▸ What is being asked: Can you reproduce each of the records below word for word, leaving none out?
================================
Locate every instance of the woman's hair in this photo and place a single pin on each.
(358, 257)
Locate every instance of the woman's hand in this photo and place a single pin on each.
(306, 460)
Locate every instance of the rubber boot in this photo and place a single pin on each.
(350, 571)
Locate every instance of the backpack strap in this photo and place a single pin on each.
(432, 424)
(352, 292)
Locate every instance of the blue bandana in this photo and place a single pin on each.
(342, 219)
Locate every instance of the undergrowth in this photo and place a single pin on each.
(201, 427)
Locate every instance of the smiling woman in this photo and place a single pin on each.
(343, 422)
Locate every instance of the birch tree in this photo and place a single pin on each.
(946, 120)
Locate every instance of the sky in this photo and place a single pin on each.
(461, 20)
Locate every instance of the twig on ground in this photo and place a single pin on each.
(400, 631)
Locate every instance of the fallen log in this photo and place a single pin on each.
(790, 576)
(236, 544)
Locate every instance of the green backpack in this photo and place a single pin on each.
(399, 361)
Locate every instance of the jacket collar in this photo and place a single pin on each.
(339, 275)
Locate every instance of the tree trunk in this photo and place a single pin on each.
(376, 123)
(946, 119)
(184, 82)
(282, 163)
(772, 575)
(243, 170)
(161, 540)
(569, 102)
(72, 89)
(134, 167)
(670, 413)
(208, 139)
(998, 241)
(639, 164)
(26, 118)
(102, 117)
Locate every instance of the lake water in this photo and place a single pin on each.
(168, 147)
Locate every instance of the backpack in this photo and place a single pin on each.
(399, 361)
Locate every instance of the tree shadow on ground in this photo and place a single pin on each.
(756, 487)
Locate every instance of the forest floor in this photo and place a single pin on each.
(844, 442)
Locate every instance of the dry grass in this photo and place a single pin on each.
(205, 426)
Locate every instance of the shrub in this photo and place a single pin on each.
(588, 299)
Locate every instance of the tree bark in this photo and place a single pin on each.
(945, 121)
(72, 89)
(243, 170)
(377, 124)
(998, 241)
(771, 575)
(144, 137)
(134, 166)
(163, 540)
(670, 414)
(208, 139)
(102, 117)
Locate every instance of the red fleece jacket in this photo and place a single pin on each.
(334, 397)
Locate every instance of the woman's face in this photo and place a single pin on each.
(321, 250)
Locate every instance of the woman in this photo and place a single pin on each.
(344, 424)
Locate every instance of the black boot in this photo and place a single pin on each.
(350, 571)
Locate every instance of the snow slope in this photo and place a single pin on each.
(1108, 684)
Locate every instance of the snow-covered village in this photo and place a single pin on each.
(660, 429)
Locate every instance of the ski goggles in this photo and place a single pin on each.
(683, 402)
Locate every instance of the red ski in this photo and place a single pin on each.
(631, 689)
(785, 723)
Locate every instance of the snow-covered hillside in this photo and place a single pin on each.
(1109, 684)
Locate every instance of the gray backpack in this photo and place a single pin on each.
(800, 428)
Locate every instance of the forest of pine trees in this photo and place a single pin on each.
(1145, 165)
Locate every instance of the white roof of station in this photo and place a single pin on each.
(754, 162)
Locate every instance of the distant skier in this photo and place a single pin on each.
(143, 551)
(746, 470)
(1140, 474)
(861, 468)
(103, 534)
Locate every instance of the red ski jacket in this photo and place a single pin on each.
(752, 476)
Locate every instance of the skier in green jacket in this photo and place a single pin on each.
================================
▸ Problem solution:
Locate every instance of the woman's hair in this photo and place a single pin on each.
(358, 257)
Locate every instance of the woman's hand in this photo and place a single pin on each.
(306, 460)
Locate every instance of the rubber boot in this photo and place a single pin on each.
(350, 571)
Locate every instance of the backpack strap in this photo and place a single pin on each.
(432, 424)
(352, 292)
Locate every instance of the blue bandana in this photo and place a single pin on each.
(342, 219)
Locate every instance of the undergrowth in this photo and place a single pin on each.
(201, 427)
Locate every instance of the smiling woman in this photo and place a single pin on each.
(343, 422)
Locate every instance of the birch tree in this photo and place a single pin on each.
(946, 120)
Locate every instance of the sky in this photo and place a single pin on each.
(461, 20)
Locate every instance of the twig on ground in this photo and place a single pin on each.
(400, 631)
Locate every instance of the fallen log in this photo and place a single pin on each.
(790, 576)
(236, 544)
Locate every instance of the green backpack in this photo and place a single pin on each.
(399, 361)
Locate every instance of the jacket collar in this photo and place a single pin on each.
(339, 275)
Locate every instance of the tree trunk in this photo and place a single pin on each.
(376, 123)
(946, 119)
(184, 82)
(282, 163)
(772, 575)
(243, 170)
(161, 540)
(569, 102)
(72, 89)
(134, 167)
(670, 413)
(208, 139)
(998, 241)
(639, 164)
(26, 118)
(102, 117)
Locate every instance of the lake water in this photo and place a single pin on each.
(168, 147)
Locate every instance of the backpack in this photo and place a single pin on each.
(399, 361)
Locate every instance of the tree shadow on ground in this photo and place a single pin on each.
(756, 487)
Locate every instance of the forest floor in this photo and place a single pin on each.
(844, 442)
Locate every instance of the dry grass in this photo and place a single pin on each.
(205, 426)
Locate every instance of the shrub in this photo and place a single pin on each.
(588, 299)
Locate every instance of the tree bark in this photo and place a single pin on each.
(945, 121)
(72, 89)
(243, 170)
(377, 124)
(998, 241)
(771, 575)
(144, 137)
(134, 166)
(163, 540)
(670, 414)
(208, 139)
(102, 117)
Locate every instance of the red fleece jacket in this photo and place a single pin on each.
(334, 397)
Locate every instance of the woman's face in this photo and place a single pin on each.
(321, 250)
Locate every instance of the woman in this photo and place a single pin on each.
(344, 424)
Locate every instance of the black boot in this photo and place a single pin on each.
(350, 571)
Locate every instance of the snow slope in this photo and place a single pin on each.
(1108, 684)
Locate every instance of the snow-covered village in this photo and place a single pin on each.
(660, 429)
Locate every instance of the ski goggles in this photo and place a single pin on each.
(683, 402)
Locate every instance of the red ski in this photo and place a single pin on each.
(631, 689)
(785, 723)
Locate every instance of the snow-covered hillside in this photo and place a single pin on each.
(1109, 684)
Locate every instance of the gray backpack in this photo and place a single pin on each.
(800, 428)
Locate every instance of the forest of pine trees in this photo and place a single pin on each.
(1145, 165)
Locate every instance of the white roof of station in this photo and place a single pin on each.
(754, 162)
Locate every instance of the distant skier in this photo and place a single pin on each.
(143, 551)
(746, 470)
(1140, 474)
(861, 468)
(103, 534)
Locate every instance of the red ski jacket in this photo and place a single pin on each.
(752, 476)
Locate every instance of the skier in green jacket in this photo and place a single pin on each.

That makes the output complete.